Records for this task:
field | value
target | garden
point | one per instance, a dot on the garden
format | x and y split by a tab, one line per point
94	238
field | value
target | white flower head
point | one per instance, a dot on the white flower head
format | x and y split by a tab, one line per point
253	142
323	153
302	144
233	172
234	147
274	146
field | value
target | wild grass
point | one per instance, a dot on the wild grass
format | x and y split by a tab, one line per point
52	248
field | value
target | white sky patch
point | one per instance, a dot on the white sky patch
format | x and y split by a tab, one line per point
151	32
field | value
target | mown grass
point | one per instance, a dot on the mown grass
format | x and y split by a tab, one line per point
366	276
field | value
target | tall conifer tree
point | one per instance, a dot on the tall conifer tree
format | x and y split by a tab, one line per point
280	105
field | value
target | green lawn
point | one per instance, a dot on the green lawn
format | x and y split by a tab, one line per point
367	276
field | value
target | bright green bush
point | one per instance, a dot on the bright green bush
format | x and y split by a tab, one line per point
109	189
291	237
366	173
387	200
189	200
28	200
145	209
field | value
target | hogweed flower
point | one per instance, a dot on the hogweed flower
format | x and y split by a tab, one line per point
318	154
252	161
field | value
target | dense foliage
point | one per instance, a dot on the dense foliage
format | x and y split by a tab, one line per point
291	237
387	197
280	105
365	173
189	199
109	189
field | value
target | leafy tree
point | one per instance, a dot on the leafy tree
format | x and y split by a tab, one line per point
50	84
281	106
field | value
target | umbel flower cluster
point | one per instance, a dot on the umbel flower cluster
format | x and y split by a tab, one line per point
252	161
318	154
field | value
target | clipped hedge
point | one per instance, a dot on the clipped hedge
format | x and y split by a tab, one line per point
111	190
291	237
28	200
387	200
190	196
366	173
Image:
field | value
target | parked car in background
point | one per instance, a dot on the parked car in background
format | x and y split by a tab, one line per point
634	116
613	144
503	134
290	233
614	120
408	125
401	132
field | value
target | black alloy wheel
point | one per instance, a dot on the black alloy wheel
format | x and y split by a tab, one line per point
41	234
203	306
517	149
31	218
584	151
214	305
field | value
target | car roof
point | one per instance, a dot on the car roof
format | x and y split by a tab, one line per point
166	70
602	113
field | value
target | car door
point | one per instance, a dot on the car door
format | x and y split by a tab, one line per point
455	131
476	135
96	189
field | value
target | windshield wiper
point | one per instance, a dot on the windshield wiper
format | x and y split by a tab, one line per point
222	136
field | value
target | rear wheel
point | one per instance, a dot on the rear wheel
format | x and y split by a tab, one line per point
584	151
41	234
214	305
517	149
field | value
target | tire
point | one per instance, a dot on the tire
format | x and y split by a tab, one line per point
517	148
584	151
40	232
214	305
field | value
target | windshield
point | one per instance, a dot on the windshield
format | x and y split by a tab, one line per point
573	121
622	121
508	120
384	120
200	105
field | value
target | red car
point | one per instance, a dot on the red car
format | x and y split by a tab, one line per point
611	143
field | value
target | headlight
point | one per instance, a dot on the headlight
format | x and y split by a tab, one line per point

Work instructions: Copy out the full listing exactly.

Answer:
field | value
target | garden
point | one per instance, a dot on the garden
format | x and y split by a tab, one line per point
94	238
field | value
target | white flower head
point | one per instance, a dot on the white flower head
format | x and y split by a tab, one line per point
253	142
323	153
302	144
233	172
234	147
274	146
field | value
target | wild grass
point | one per instance, a dot on the wild grass
format | x and y split by a tab, one line per point
52	248
field | value
target | white sky patch
point | one per instance, a dot on the white sky patch
format | x and y split by a tab, one line per point
151	32
field | value
target | mown grass
point | one per instance, a dot on the mown grass
format | x and y split by a tab, one line per point
366	276
field | value
target | tall conifer tree
point | one per instance, a dot on the tall conifer tree
format | x and y split by a tab, one line per point
280	105
field | value
target | green lawn
point | one per instance, a dot on the green lawn
format | x and y split by a tab, one line per point
367	276
field | value
target | bright green bush
point | one per instance, a dot on the bright green bush
format | x and y split by a tab, one line per point
109	189
291	237
366	173
387	200
189	200
28	200
145	209
field | value
target | hogweed flower
point | one per instance, a dot on the hogweed flower
format | x and y split by a tab, one line per point
318	154
252	161
field | value
target | dense foliage
point | one per instance, a dot on the dense foliage
format | x and y split by a tab, one line per point
291	237
387	197
280	105
365	173
189	199
109	189
field | value
target | leafy tree
point | one per instance, a dot on the leafy tree
format | x and y split by a tab, one line per point
50	84
281	106
field | value
target | umbel flower cluster
point | one per instance, a dot on the umbel flower cluster
format | x and y split by a tab, one line per point
252	161
318	154
field | value
target | clipped hedge
point | one per instance, a dot on the clipped hedge
format | x and y split by a tab, one line per point
111	190
291	237
28	200
387	200
190	196
366	173
Image:
field | value
target | parked car in background
point | one per instance, a dot on the parked car in background
format | x and y split by a tab, one line per point
634	116
613	144
503	134
290	233
614	120
408	125
401	132
field | value
target | black alloy wheel
point | one per instance, a dot on the black alloy wheel
format | x and y split by a tab, one line per point
41	234
203	306
517	149
31	218
584	151
214	305
field | value
target | car roof
point | one per instance, a dot on the car roof
format | x and y split by a tab, one line per point
166	70
602	113
field | value
target | car door
point | one per instance, a dot on the car door
format | x and y split by a tab, one line per point
455	131
476	135
96	189
field | value
target | windshield wiper
point | one per instance, a dot on the windshield wiper
format | x and y split by a tab, one line per point
222	136
field | value
target | rear wheel
point | one per instance, a dot on the rear wheel
format | x and y split by a tab, one line per point
584	151
41	234
214	305
517	149
field | value
target | tire
point | one per instance, a dot on the tire
format | x and y split by a tab, one line per point
517	148
584	151
40	232
214	305
field | value
target | windshield
point | one per instance, a dot on the windshield
format | x and y split by a tab, one line per point
573	121
622	121
508	120
384	120
200	105
field | value
target | red car
point | one per instance, a dot on the red car
format | x and y split by a tab, one line per point
611	143
field | value
target | headlight
point | one per instance, a dot on the headlight
format | x and y split by a tab, one line per point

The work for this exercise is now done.